### Problem statement
Could you rename "Objective" to "Goal" everywhere in the rows below and give them back with nothing else changed?

### Records shown
## Begin

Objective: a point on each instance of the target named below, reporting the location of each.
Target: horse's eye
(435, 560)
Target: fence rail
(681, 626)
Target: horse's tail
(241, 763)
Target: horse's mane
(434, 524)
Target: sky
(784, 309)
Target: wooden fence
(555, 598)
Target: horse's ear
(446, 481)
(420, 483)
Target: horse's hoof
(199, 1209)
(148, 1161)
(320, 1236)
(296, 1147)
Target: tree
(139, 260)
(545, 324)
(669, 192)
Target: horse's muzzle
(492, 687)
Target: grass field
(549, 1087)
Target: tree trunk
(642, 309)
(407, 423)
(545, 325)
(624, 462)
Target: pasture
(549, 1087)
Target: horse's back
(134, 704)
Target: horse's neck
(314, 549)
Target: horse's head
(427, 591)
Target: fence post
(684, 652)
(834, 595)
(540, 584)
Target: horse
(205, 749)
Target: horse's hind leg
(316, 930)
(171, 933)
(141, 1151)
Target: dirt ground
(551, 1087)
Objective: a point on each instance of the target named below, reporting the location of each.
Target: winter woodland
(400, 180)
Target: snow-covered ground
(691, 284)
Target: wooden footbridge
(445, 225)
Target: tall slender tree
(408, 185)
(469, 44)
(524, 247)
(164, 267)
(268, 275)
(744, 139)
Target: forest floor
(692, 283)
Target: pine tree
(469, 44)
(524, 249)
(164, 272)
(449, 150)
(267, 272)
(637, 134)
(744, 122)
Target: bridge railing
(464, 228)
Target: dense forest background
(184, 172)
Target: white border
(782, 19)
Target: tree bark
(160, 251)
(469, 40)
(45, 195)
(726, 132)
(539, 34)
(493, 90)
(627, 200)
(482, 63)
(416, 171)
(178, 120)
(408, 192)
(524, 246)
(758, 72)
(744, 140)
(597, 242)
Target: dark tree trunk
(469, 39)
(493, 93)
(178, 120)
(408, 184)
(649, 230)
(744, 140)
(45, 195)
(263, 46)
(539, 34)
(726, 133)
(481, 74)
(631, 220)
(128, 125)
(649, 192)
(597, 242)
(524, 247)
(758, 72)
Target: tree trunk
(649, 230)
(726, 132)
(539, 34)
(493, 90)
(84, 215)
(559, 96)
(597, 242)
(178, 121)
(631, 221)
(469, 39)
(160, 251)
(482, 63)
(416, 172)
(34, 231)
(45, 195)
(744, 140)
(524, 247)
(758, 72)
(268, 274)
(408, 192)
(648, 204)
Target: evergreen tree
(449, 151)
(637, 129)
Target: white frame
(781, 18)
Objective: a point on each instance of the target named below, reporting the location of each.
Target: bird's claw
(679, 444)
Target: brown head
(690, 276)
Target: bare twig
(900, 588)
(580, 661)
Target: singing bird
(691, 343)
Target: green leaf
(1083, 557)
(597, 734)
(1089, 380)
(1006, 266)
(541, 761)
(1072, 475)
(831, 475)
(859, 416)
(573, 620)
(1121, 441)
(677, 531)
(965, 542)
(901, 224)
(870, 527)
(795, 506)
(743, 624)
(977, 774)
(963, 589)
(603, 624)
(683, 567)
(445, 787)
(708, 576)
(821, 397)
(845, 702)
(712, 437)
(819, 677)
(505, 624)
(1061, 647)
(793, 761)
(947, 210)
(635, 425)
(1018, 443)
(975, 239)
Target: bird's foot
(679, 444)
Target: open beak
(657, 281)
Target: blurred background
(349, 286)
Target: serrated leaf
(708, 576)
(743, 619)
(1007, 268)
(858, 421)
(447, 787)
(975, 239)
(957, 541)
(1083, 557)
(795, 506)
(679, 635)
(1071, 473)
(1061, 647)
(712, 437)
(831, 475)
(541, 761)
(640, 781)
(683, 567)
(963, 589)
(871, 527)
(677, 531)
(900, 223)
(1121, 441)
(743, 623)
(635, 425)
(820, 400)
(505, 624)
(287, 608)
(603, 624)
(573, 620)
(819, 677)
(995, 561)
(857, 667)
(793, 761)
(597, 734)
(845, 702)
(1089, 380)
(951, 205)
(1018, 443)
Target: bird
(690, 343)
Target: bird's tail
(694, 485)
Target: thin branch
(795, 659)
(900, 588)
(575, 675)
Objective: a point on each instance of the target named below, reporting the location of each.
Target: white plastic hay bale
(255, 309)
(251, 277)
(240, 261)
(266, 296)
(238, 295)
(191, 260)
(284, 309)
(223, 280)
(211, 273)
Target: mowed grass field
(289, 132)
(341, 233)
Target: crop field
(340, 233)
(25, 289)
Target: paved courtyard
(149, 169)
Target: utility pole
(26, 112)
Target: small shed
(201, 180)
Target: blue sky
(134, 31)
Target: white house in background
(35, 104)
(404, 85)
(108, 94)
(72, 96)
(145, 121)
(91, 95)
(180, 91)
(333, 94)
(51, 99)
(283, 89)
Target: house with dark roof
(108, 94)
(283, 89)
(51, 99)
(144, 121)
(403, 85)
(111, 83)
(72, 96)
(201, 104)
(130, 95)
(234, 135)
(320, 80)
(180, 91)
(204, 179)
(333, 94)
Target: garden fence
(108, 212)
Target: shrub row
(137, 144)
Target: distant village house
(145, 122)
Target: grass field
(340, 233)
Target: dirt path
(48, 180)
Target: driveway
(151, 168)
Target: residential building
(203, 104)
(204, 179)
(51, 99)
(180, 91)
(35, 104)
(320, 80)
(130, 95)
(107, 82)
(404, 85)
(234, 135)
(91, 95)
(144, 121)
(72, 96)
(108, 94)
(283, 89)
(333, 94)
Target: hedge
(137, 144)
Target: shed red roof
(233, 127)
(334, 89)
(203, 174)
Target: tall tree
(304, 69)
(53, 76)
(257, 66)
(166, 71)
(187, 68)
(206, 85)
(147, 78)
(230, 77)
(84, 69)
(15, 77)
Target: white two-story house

## End

### The output
Goal: a point on each instance of the target named below, reporting the location of each.
Target: horse's eye
(435, 560)
Target: fence rail
(681, 626)
Target: horse's tail
(241, 763)
Target: horse's mane
(434, 524)
Target: sky
(784, 309)
Target: wooden fence
(555, 598)
Target: horse's ear
(446, 481)
(420, 483)
Target: horse's hoof
(199, 1209)
(148, 1161)
(320, 1236)
(296, 1147)
Target: tree
(139, 260)
(545, 324)
(669, 192)
Target: horse's muzzle
(492, 687)
Target: grass field
(549, 1087)
Target: tree trunk
(642, 309)
(407, 423)
(545, 325)
(624, 462)
Target: pasture
(549, 1087)
Target: horse's back
(134, 704)
Target: horse's neck
(314, 549)
Target: horse's head
(427, 591)
Target: fence post
(684, 652)
(834, 595)
(540, 584)
Target: horse
(205, 749)
Target: horse's hind leg
(316, 930)
(171, 933)
(141, 1151)
Target: dirt ground
(551, 1087)
Goal: a point on each instance of the target named below, reporting the location of each.
Target: winter woodland
(400, 180)
Target: snow-covered ground
(691, 284)
Target: wooden footbridge
(445, 225)
Target: tall slender tree
(408, 185)
(469, 44)
(524, 247)
(164, 267)
(268, 275)
(744, 139)
Target: forest floor
(692, 283)
Target: pine tree
(469, 44)
(524, 249)
(164, 272)
(449, 150)
(267, 272)
(637, 134)
(744, 122)
Target: bridge railing
(464, 228)
Target: dense forest background
(184, 172)
Target: white border
(782, 19)
Target: tree bark
(160, 251)
(469, 40)
(45, 195)
(726, 132)
(539, 34)
(493, 90)
(627, 200)
(482, 63)
(416, 171)
(178, 120)
(408, 192)
(524, 246)
(758, 72)
(744, 140)
(597, 242)
Target: dark tree trunk
(469, 39)
(493, 93)
(178, 120)
(408, 184)
(649, 230)
(744, 140)
(45, 195)
(263, 46)
(539, 34)
(726, 133)
(481, 74)
(631, 220)
(128, 125)
(649, 192)
(597, 242)
(524, 247)
(758, 72)
Target: tree trunk
(649, 230)
(726, 132)
(539, 34)
(493, 90)
(84, 215)
(559, 96)
(597, 242)
(178, 121)
(631, 221)
(469, 39)
(160, 251)
(482, 63)
(416, 172)
(34, 231)
(45, 195)
(744, 140)
(524, 247)
(758, 72)
(268, 274)
(408, 192)
(648, 204)
Target: evergreen tree
(449, 151)
(637, 129)
Target: white frame
(781, 18)
Goal: a point on each instance of the target named below, reporting the location of each.
Target: bird's claw
(679, 444)
Target: brown head
(690, 276)
Target: bare twig
(900, 588)
(580, 661)
Target: singing bird
(691, 343)
Target: green leaf
(1083, 557)
(597, 734)
(1089, 380)
(1006, 266)
(541, 761)
(1072, 475)
(831, 475)
(859, 416)
(573, 620)
(1121, 441)
(677, 531)
(965, 542)
(901, 224)
(870, 527)
(795, 506)
(743, 624)
(977, 774)
(963, 589)
(603, 624)
(683, 567)
(445, 787)
(708, 576)
(821, 397)
(845, 702)
(712, 437)
(819, 677)
(505, 624)
(1061, 647)
(793, 761)
(947, 210)
(635, 425)
(1018, 443)
(975, 239)
Target: bird's foot
(679, 444)
Target: open beak
(657, 281)
Target: blurred background
(349, 286)
Target: serrated leaf
(708, 576)
(743, 619)
(1007, 268)
(858, 421)
(447, 787)
(975, 239)
(957, 541)
(1083, 557)
(795, 506)
(679, 635)
(1071, 473)
(1061, 647)
(712, 437)
(831, 475)
(541, 761)
(640, 781)
(683, 567)
(963, 589)
(871, 527)
(677, 531)
(900, 223)
(1121, 441)
(743, 623)
(635, 425)
(820, 400)
(505, 624)
(287, 608)
(603, 624)
(573, 620)
(819, 677)
(995, 561)
(857, 667)
(793, 761)
(597, 734)
(845, 702)
(1089, 380)
(951, 205)
(1018, 443)
Target: bird
(690, 343)
Target: bird's tail
(694, 485)
Target: thin branch
(795, 659)
(900, 588)
(575, 675)
Goal: a point on each instance of the target named below, reporting the location of each.
Target: white plastic hay bale
(255, 309)
(251, 277)
(240, 261)
(266, 296)
(238, 295)
(191, 260)
(284, 309)
(223, 280)
(211, 273)
Target: mowed grass field
(289, 132)
(341, 233)
Target: crop field
(340, 233)
(25, 289)
Target: paved courtyard
(149, 169)
Target: utility pole
(26, 112)
Target: small shed
(201, 180)
Target: blue sky
(134, 31)
Target: white house in background
(35, 104)
(404, 85)
(108, 94)
(72, 96)
(145, 121)
(91, 95)
(180, 91)
(333, 94)
(51, 99)
(283, 89)
Target: house with dark roof
(108, 94)
(283, 89)
(51, 99)
(144, 121)
(403, 85)
(111, 83)
(72, 96)
(201, 104)
(130, 95)
(234, 135)
(320, 80)
(180, 91)
(204, 179)
(333, 94)
Target: garden fence
(108, 212)
Target: shrub row
(137, 144)
Target: distant village house
(145, 122)
Target: grass field
(340, 233)
Target: dirt path
(48, 180)
Target: driveway
(151, 168)
Target: residential building
(203, 104)
(204, 179)
(51, 99)
(180, 91)
(35, 104)
(320, 80)
(130, 95)
(107, 82)
(404, 85)
(234, 135)
(91, 95)
(144, 121)
(72, 96)
(108, 94)
(283, 89)
(333, 94)
Target: hedge
(137, 144)
Target: shed red roof
(233, 127)
(334, 89)
(203, 174)
Target: tall tree
(304, 69)
(53, 76)
(257, 66)
(166, 71)
(187, 68)
(206, 85)
(147, 78)
(230, 77)
(84, 69)
(15, 77)
Target: white two-story house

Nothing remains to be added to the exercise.